(Lines of data)
-=-=-=-=-
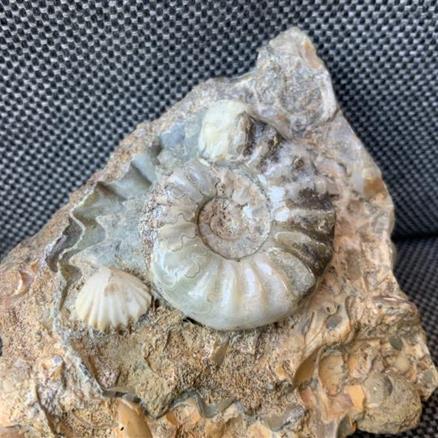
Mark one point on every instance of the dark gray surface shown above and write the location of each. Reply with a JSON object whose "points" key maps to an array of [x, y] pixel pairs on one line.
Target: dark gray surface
{"points": [[76, 76]]}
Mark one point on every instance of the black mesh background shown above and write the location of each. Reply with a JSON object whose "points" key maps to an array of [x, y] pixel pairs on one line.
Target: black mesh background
{"points": [[76, 76]]}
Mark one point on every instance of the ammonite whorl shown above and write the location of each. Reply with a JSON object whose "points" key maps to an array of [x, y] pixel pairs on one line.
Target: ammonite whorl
{"points": [[237, 246]]}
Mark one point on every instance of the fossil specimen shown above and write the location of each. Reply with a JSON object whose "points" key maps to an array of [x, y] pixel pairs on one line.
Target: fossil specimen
{"points": [[110, 298], [229, 273]]}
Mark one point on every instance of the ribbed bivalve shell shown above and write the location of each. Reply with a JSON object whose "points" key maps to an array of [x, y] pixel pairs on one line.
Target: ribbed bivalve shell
{"points": [[111, 298]]}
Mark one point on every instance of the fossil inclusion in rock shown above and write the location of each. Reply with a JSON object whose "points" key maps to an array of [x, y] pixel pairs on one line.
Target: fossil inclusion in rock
{"points": [[228, 274]]}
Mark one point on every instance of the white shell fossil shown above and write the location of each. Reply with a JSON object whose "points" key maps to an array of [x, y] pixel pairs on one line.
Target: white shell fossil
{"points": [[111, 298], [224, 130], [231, 249]]}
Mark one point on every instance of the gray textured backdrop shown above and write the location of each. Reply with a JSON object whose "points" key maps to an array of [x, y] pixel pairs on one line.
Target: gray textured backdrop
{"points": [[76, 76]]}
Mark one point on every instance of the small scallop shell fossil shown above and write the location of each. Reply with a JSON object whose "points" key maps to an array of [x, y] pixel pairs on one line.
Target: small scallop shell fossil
{"points": [[110, 298]]}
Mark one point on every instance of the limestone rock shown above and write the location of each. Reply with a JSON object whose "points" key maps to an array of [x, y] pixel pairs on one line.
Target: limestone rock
{"points": [[256, 228]]}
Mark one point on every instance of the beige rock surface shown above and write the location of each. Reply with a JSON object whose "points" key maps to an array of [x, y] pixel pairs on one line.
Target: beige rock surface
{"points": [[351, 355]]}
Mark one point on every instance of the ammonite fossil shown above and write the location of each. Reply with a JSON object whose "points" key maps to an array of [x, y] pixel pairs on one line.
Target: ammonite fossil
{"points": [[233, 228], [238, 245]]}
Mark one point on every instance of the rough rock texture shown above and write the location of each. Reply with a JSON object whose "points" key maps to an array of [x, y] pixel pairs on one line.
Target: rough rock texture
{"points": [[353, 354]]}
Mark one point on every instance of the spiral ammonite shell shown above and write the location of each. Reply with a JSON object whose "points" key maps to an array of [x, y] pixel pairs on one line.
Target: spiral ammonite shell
{"points": [[233, 250]]}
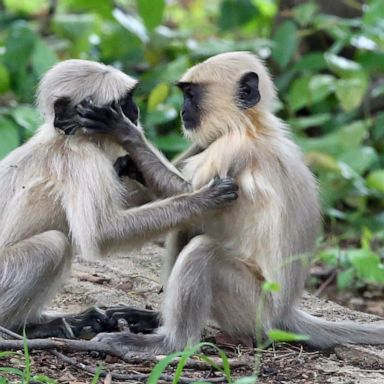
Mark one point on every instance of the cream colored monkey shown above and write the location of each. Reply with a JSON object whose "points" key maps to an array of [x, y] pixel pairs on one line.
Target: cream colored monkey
{"points": [[60, 190], [215, 269]]}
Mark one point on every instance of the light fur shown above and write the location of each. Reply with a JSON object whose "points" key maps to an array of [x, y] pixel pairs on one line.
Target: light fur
{"points": [[61, 193]]}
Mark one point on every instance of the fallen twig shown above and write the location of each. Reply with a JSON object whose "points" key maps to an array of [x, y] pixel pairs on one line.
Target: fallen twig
{"points": [[53, 344]]}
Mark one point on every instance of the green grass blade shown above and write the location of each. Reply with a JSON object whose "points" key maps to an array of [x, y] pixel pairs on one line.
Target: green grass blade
{"points": [[188, 352], [43, 379], [160, 367], [12, 371]]}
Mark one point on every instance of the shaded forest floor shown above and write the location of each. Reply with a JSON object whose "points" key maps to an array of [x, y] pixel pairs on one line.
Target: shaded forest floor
{"points": [[134, 279]]}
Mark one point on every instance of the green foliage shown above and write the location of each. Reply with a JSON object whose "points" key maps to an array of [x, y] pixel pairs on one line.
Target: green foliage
{"points": [[328, 70]]}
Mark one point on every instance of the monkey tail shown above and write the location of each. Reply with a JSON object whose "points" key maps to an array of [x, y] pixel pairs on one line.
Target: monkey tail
{"points": [[326, 334]]}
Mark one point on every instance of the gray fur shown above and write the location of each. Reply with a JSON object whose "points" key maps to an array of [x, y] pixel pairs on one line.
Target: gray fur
{"points": [[268, 233], [61, 193]]}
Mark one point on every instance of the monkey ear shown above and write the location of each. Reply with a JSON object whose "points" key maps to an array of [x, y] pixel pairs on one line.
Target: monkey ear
{"points": [[61, 105], [248, 92]]}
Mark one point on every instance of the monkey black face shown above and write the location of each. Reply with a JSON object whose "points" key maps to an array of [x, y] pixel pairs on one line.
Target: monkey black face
{"points": [[129, 107], [248, 94], [191, 111], [65, 116]]}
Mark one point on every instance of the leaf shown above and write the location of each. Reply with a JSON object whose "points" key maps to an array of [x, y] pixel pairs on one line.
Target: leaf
{"points": [[171, 143], [320, 86], [157, 96], [43, 58], [5, 79], [311, 62], [345, 138], [314, 120], [304, 13], [234, 13], [278, 335], [308, 90], [26, 6], [151, 11], [163, 114], [350, 92], [286, 42], [101, 7], [77, 28], [9, 136], [342, 66], [330, 256], [299, 94], [19, 47], [359, 159], [375, 180], [322, 161], [133, 25], [345, 278]]}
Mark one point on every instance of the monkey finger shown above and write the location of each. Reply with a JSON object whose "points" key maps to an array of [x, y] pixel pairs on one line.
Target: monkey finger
{"points": [[95, 113]]}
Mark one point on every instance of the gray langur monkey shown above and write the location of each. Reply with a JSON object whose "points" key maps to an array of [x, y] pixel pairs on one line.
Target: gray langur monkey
{"points": [[216, 268], [60, 192]]}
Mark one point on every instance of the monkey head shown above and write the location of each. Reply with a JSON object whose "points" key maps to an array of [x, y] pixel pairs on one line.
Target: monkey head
{"points": [[72, 81], [223, 94]]}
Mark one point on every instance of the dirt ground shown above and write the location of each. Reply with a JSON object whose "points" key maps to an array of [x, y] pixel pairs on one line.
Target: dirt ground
{"points": [[134, 279]]}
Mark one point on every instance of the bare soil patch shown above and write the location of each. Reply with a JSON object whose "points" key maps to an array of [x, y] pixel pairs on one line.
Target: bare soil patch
{"points": [[134, 279]]}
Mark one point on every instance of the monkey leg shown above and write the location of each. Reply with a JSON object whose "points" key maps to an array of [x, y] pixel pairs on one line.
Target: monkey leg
{"points": [[31, 272], [203, 278], [94, 320]]}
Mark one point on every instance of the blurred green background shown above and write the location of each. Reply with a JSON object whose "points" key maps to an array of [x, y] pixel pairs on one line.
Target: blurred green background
{"points": [[327, 58]]}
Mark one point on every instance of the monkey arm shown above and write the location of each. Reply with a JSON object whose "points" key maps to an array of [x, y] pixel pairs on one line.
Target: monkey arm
{"points": [[191, 151], [159, 174], [93, 200], [136, 194]]}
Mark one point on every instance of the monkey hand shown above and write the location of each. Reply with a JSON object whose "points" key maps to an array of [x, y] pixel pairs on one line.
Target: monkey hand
{"points": [[65, 116], [125, 166], [219, 192], [108, 120]]}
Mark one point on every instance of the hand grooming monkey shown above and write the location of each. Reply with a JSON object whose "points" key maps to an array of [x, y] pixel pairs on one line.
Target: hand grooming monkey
{"points": [[268, 233], [58, 191]]}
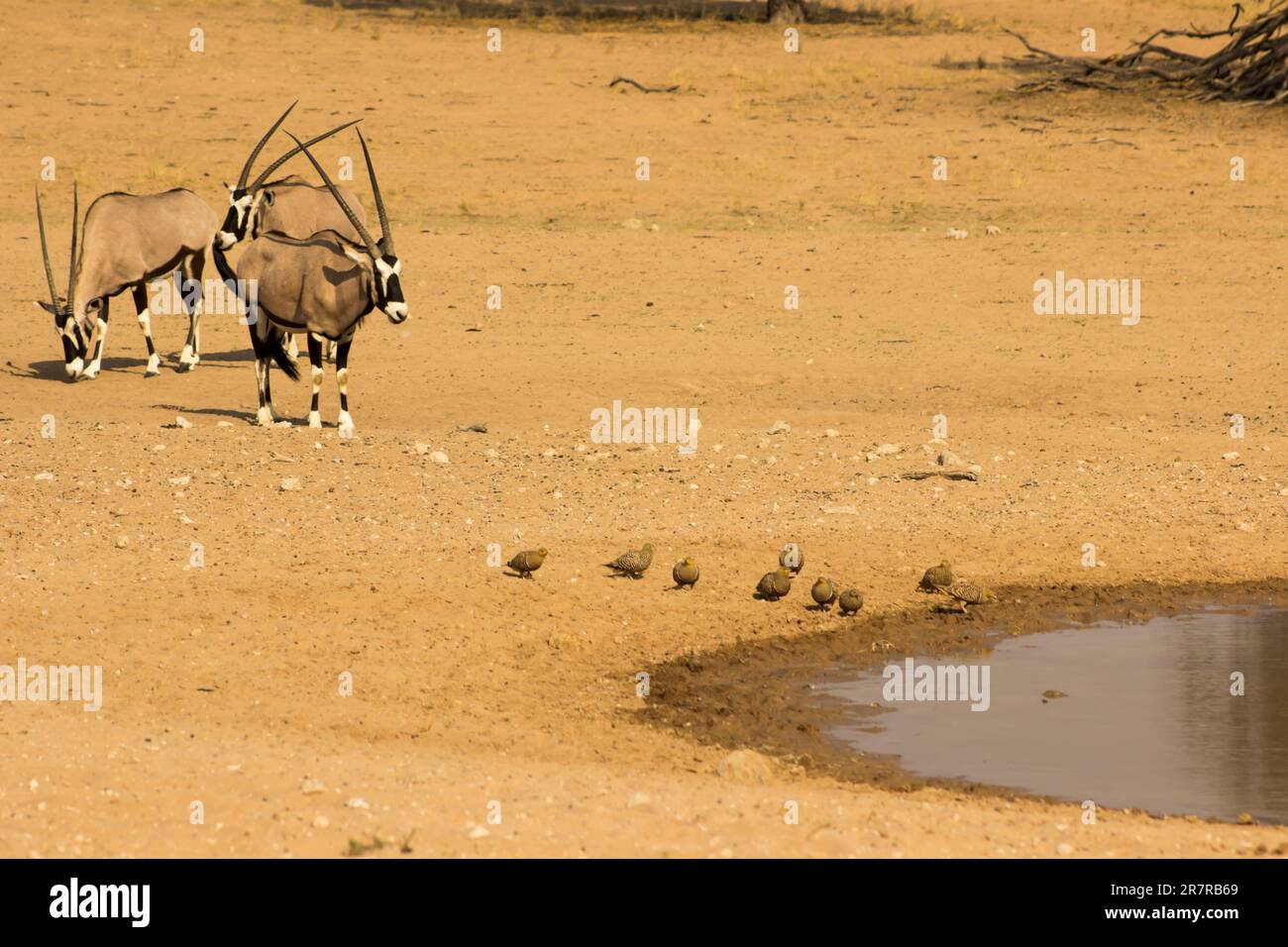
-=-=-=-=-
▶ DIRECTIVE:
Copy every one of the lines above word for word, leaving out the pictures.

▶ PROBLEM SOLUTION:
Mark one point on every instance of the dark gray surface shown above and write the location of each. Reply with a JSON object whose "points" key maps to an array of [x, y] pixel pairs on one line.
Target: dark gray surface
{"points": [[76, 76]]}
Mark one point on every instance of the black mesh background shown above and write the location of each. Reply with a JSON object whose "points" key maps to an array of [x, y] pixel pairs on one line.
Target: black mesh background
{"points": [[76, 76]]}
Mark one point on every instance of the ammonite whorl shown above and write the location of each. Reply with a JSON object whose "points" key maps to an array of [x, y] pixel pairs on one line.
Target: ammonite whorl
{"points": [[237, 246]]}
Mark one point on every instance of the fossil specimen shown above and write the location of each. Reply with a JSON object whose "points" key maps to an array of [x, y] pixel pairs on one line.
Target: fossil specimen
{"points": [[110, 298], [229, 273]]}
Mark one point on every instance of the ribbed bivalve shell shown above and write the location of each. Reply with a JSON object whose "points" key maps to an array of [x, y] pixel pairs on one line.
Target: ribbed bivalve shell
{"points": [[111, 298]]}
Mark one point on every instance of the fossil inclusion in rock shown above and write the location of each. Reply with a JSON object whose "points" key maps to an array of [x, y] pixel pairs on one line.
Target: fossil inclusion in rock
{"points": [[228, 274]]}
Mark one point on every instance of the white shell fossil shown above and write the location of each. Reply with a JSON object whose "points" key maps to an array of [x, y] pixel pairs on one line.
Target: white shell fossil
{"points": [[111, 298], [224, 130], [231, 249]]}
Mark one point on every instance of the gray textured backdrop shown above and write the location of each. Reply with a JSON object whose "points" key maps to an array of [x, y] pixel pairs on one line.
Target: gray textured backdrop
{"points": [[76, 76]]}
Mark one point on every instance of the small scallop shell fossil shown above and write the location of each. Reply with a JSON object whose "points" key maps to an array of [x, y] pixel pairs on one line.
Target: small scallop shell fossil
{"points": [[110, 298]]}
Mark one point on every instance of the limestone rock shown above and write the location of each. Reply with a JSON object whose "points" key maps to an array of [x, y] pixel pairs on one line.
Target: limestone rock
{"points": [[256, 228]]}
Mark one point on every instance of the beige rock surface shown above and write the location of each. Reply with a JSON object whose "points" key maps to an array of [x, y] pixel pairs on one line.
Target: beige rock surface
{"points": [[351, 355]]}
Mark one point on every instance of the ammonite fossil shown above and write the location of each. Reply with a JSON object whose "points" key maps to an array of [x, y] pixel pairs on one line.
Target: ammonite fossil
{"points": [[233, 228], [238, 245]]}
Mark one point on every instance of the rough rock texture shown above and write the location of each. Reply with a JSON object whose "points" key maps to an array of [x, y] pixel pairs on one line.
Target: rough rock texture
{"points": [[353, 354]]}
Mark one point on every instance of the spiral ammonite shell shown above and write the location of each. Reply with a JSON object whose "points" key maps to an array of [x, y] pixel pairs on one line.
Target: spiral ammonite shell
{"points": [[233, 250]]}
Mark one point on every instance of the cream colored monkey shown above and write the location of each. Reply with a JSON object whose "points" key maps to an array of [x, y] pixel pairs on one line.
Target: cream colored monkey
{"points": [[60, 190], [215, 269]]}
Mark one point on every instance of the light fur shown above and write the location of each. Reply with a JSON object whose "points" key maps to an array of [x, y] pixel pairs on one line.
Target: light fur
{"points": [[61, 193]]}
Mark one point on every instance of the fallen twig shown above and write the location of each. Reply with a JSON object whose "points" key maps to an array of [x, y] pixel pairs on one line.
Target: fallen twig
{"points": [[53, 344]]}
Mark one point on every instance of the green grass blade shown above and write the location of each. Reply with a JSON object whose "points" key maps to an array of [x, y] pixel pairs on one line.
Target: green grass blade
{"points": [[188, 352], [43, 379], [160, 367], [12, 371]]}
Mark one point on every instance of the shaded forest floor shown above and write the location of each. Reply with a JSON object whose "points" key maps to an array of [x, y] pixel pairs on one line.
Target: shaded forest floor
{"points": [[134, 279]]}
Mark one point on every instance of the green foliage shown above and write the location of each. Reply with a JSON object whose "points" key maps to an array of [x, y] pixel pairs on one line.
Target: green foliage
{"points": [[328, 70]]}
Mark one point on every instance of the monkey tail shown above and write the location of each. Reply with a JSON object whose "points" key maps to an array of [x, y] pixel pairs on one line.
Target: monkey tail
{"points": [[326, 334]]}
Mark one point on every instance of the gray fur shown above and write the location of each. Reply with a JSON object whose "points" key maps to an array of [x, y] pixel pairs on one line.
Target: gray fur
{"points": [[268, 233], [61, 193]]}
Mark one point on every instance of the monkey ear shown above and write the location of each. Reply with a JSON object whose "points" key maps to an array of [x, y] pixel pairs on one line.
Target: monkey ear
{"points": [[61, 105], [248, 92]]}
Mark one point on every instance of the monkey black face shown above and write the location of each. Reply with a JSON object whose "points" key maps to an array of [x, y] pixel pairs on one line.
Target: monkey black face
{"points": [[129, 107], [248, 94], [191, 111], [65, 116]]}
Mark one point on every instance of the leaf shown above and write the location of each. Reply with a JSON object whose "points" key maps to an array of [x, y] pixel pairs on one line.
Target: leaf
{"points": [[171, 143], [320, 86], [157, 96], [43, 58], [5, 79], [311, 62], [345, 138], [314, 120], [304, 13], [234, 13], [278, 335], [308, 90], [26, 6], [151, 11], [163, 114], [350, 92], [286, 42], [101, 7], [77, 28], [9, 136], [342, 66], [330, 256], [299, 94], [19, 47], [359, 159], [375, 180], [322, 161], [133, 25], [345, 278]]}
Mark one point on every instance of the monkey finger shown above and write the location of each. Reply with a JSON object whose "points" key maps to an array of [x, y] pixel pairs on one line.
Target: monkey finger
{"points": [[95, 113]]}
Mark one point on every instance of the gray langur monkey shown above and write the location of each. Reply with a JSON object whose "points" key maps to an array of [x, y] pixel pairs on one line.
Target: gray langur monkey
{"points": [[216, 268], [60, 192]]}
Mark one point on every instance of the monkey head shown above and write the location of each. Reply with a JSON object whose "points" key maps to an array of [x, y] pixel pairs on one line.
Target: monkey head
{"points": [[72, 81], [223, 94]]}
Mark one point on every instance of the dirt ground shown above and write the location of each. Reply with a JSON object whose "points" key maps to an array of [x, y] pixel pairs on one line.
Target: dirt ground
{"points": [[134, 279]]}
Mark one point on every instance of the bare soil patch shown above and write the location of each. Reply with a JSON object whose "points" key maps to an array of [x, y] pixel pairs on one line.
Target: bare soil patch
{"points": [[134, 279]]}
Mark one point on every instance of the monkey leg shown above and write the location of each. Reply with a JSON object whose "points" key maps to an array of [x, y] pixel pairs on one line.
Target: monkey leg
{"points": [[31, 272], [203, 278], [94, 320]]}
Mark one point on every instance of the blurred green background shown above and write the location of each. Reply with a JSON object whose "points" key maps to an array of [x, y] pixel pairs on one line.
Target: blurred green background
{"points": [[327, 58]]}
Mark one point on every instance of the monkey arm shown above and write the location of each. Reply with a JSON object whose "points" key maps to an array of [x, y] pixel pairs on one line.
Target: monkey arm
{"points": [[191, 151], [159, 174], [93, 200], [136, 194]]}
Mark one point on every instance of the monkey hand shown above and write the location of each. Reply with a JSON object whose "points" key maps to an array of [x, y] pixel pairs on one line.
Target: monkey hand
{"points": [[65, 116], [125, 166], [219, 192], [108, 120]]}
Mark one point on every instance of the hand grooming monkey shown above and write the location of each. Reply with a JSON object whose "points" key maps to an array of [x, y] pixel pairs on one line.
Target: hand grooming monkey
{"points": [[268, 233], [58, 191]]}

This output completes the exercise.